(Items from a data source)
_ _ _ _ _ _ _

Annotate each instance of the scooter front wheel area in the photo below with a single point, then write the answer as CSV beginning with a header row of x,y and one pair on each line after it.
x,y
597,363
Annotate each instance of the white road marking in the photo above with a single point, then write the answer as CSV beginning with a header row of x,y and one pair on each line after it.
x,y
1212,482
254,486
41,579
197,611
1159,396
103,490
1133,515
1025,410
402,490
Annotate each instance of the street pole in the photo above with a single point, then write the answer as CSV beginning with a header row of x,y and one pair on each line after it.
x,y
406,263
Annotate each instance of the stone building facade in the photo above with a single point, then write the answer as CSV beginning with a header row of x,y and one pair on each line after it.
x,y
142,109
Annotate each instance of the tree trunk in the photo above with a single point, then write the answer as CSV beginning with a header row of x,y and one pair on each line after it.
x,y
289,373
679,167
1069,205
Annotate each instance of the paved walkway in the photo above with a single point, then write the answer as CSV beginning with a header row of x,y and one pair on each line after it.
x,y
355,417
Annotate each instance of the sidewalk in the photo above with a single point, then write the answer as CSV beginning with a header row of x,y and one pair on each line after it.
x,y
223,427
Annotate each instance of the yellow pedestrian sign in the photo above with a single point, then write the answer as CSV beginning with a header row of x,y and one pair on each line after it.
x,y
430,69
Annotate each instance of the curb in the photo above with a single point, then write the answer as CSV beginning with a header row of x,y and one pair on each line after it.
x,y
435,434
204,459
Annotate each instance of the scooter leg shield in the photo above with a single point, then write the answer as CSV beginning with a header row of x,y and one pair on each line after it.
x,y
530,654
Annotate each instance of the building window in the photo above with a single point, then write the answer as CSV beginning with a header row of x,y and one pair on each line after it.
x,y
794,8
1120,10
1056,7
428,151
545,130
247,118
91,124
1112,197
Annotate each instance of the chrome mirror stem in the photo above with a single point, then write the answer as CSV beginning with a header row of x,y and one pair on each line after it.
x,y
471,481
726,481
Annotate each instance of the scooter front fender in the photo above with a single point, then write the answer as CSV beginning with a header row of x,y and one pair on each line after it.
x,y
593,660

_ _ _ _ _ _ _

Work order:
All of the entries above need to be output again exactly.

Written response:
Annotate each instance of the scooter front wheel area in the photo below with a single point, then write the answer as CSV beginning with a header row of x,y and one pair on each line after it.
x,y
597,363
Annotate each instance of the white road marking in the photo above with a single point, then write the answer as CSV beginning with a header row of x,y and one pair on each line after it.
x,y
1212,482
254,486
41,579
197,611
1159,396
103,490
1133,515
1025,410
402,490
Annotate each instance of the street pole in the photo above with a single point, then write the answer as CSV beginning with a header row of x,y and one pair on each line after it.
x,y
406,263
Annotate each instance of the stone building facade in the photo above with a single point, then write the answer as CSV beginning with a header row of x,y and one pair on each line after it.
x,y
142,109
Annotate each instance of the tree trunk in the photo above with a single point, then write the answer as CSV beginning with a header row of x,y and one pair on each line after it.
x,y
289,373
679,167
1069,205
Annotate each instance of the paved walkway in the photo above with a single point, then write the answer as CSV beginning with a header row of x,y and one pair on each line after it.
x,y
355,417
Annotate each instance of the sidewalk in the photo above with a single point, then write the answer as CSV beginning with a header row of x,y and one pair on each line after it.
x,y
223,427
Annotate each instance of the yellow pedestrian sign in the photo above with a single point, then write the answer as CSV beginning with a header row of x,y and one pair on each line after it.
x,y
430,69
Annotate each instance of the curb in the photo above with a single point, then write the answer as CSV beginning with a header row of x,y and one pair on each line after it.
x,y
435,434
204,459
Annotate each instance of the scooter leg shield in the photo above with a single point, then write the answer as CSV beginning with a header row of x,y and one pair on each line after it.
x,y
530,654
Annotate each instance of the building window in the photo above with a single point, then write the answer as CSV beginning with a header row of x,y and one pair on each line after it.
x,y
794,8
1120,10
1056,7
428,151
545,130
247,118
91,124
1112,197
Annotate each instance of the chrome mirror stem in the photo above with a single point, then write the answer as CSV beginning with a header row of x,y and one pair on each line after it.
x,y
471,481
726,481
Annotate each instance of the scooter front fender in the photo above with a single point, then write the answer as CSV beginning with a header row of x,y and one pair on each line after it.
x,y
593,660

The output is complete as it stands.